Task description — Please rewrite the items from the line containing "Objective — one pin per instance of the concrete step" up to and including the last line of the items, replacing "concrete step" with "stone step" and leaving all else unchanged. Give only those lines.

Task input —

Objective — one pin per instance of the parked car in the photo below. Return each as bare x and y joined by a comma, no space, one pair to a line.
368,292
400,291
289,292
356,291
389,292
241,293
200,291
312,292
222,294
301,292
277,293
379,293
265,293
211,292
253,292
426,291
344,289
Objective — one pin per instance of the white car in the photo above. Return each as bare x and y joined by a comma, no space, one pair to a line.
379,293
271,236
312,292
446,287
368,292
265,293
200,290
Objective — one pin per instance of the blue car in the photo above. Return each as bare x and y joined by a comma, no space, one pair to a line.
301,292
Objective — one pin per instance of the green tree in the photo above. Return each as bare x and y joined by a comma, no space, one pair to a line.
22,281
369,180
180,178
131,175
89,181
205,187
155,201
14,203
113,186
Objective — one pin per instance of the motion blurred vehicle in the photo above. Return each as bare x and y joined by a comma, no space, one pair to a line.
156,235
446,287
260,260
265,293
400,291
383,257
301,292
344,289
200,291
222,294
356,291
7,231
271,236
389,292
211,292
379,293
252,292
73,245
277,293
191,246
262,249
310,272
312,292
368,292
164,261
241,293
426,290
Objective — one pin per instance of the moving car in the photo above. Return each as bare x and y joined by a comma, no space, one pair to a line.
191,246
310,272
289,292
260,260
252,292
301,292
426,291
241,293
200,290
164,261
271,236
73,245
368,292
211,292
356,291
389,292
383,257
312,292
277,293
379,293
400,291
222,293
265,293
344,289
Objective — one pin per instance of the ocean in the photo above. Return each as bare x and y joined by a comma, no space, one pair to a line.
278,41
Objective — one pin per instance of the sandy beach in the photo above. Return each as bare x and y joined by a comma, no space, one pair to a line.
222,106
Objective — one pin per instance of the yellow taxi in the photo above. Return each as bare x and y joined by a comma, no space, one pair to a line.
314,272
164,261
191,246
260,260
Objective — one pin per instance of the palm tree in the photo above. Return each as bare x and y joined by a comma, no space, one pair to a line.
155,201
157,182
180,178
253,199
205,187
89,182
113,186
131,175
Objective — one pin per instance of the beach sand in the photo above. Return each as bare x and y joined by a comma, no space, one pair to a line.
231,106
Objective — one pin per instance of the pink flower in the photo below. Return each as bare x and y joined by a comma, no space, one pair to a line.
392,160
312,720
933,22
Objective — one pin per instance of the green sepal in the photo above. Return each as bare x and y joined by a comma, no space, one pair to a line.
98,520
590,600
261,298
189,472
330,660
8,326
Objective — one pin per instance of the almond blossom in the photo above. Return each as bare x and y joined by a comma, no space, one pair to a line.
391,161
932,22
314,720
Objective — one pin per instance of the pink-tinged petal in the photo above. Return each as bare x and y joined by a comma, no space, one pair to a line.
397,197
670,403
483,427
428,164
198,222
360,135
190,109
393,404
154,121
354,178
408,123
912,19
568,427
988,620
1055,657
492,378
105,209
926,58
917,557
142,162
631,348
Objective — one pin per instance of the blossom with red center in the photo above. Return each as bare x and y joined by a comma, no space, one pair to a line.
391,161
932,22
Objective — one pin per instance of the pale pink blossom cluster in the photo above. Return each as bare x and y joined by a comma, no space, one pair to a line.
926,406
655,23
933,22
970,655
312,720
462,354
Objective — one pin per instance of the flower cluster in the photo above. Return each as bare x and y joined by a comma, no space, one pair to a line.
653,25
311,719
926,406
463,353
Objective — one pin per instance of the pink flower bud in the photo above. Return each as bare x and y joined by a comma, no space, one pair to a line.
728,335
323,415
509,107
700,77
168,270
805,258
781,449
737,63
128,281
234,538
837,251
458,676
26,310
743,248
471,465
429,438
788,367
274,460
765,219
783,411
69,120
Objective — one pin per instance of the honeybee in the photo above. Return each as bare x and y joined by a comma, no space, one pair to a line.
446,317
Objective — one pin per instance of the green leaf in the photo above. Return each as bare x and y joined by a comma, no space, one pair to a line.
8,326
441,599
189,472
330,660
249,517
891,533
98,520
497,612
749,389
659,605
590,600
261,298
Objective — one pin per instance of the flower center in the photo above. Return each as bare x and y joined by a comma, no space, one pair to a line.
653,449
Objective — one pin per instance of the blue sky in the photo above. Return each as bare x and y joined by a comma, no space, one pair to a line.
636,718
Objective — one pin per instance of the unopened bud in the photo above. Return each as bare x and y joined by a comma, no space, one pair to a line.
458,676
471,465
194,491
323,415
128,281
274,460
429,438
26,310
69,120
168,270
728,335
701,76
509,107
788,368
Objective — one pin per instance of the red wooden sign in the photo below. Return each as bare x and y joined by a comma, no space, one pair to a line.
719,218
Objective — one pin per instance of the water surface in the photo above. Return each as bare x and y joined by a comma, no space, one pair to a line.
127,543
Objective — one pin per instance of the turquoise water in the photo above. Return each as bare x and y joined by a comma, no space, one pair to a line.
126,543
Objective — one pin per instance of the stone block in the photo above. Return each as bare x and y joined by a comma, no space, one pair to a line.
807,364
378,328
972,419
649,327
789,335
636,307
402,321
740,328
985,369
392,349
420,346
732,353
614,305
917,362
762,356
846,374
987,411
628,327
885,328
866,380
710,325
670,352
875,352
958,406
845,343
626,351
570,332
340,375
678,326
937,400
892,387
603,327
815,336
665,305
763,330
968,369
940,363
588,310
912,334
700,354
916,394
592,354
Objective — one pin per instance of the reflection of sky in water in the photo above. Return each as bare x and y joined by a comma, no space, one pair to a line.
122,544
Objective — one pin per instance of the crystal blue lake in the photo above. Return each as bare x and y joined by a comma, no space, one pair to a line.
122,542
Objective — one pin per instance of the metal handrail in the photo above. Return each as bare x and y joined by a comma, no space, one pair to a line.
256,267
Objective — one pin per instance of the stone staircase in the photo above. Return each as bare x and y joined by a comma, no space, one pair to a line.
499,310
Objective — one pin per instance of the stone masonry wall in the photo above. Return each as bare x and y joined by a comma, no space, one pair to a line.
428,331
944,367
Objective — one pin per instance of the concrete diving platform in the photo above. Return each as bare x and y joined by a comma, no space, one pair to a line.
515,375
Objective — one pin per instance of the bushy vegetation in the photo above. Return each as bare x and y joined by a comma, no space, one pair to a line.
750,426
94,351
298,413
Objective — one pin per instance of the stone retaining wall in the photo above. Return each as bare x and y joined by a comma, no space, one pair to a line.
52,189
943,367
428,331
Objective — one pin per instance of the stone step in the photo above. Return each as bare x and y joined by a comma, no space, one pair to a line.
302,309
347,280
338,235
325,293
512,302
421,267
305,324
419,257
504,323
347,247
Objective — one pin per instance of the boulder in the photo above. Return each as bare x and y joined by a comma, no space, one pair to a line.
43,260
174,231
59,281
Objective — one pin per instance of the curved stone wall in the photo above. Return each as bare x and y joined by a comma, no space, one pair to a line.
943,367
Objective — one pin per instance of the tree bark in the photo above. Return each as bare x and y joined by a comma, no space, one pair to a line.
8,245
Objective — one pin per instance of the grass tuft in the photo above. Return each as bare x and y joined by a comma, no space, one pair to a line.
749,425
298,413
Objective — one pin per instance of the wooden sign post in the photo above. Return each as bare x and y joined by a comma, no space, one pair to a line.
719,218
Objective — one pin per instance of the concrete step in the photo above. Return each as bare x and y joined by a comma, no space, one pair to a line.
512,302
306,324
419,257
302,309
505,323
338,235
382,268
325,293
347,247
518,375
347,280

Solution to this task —
Objective — one pin per instance of the stone step in the photo above. Return each as bare x and y joined by a comma, no space, one pair to a line.
512,302
306,324
419,257
302,309
505,323
338,235
382,268
325,293
347,247
518,375
347,280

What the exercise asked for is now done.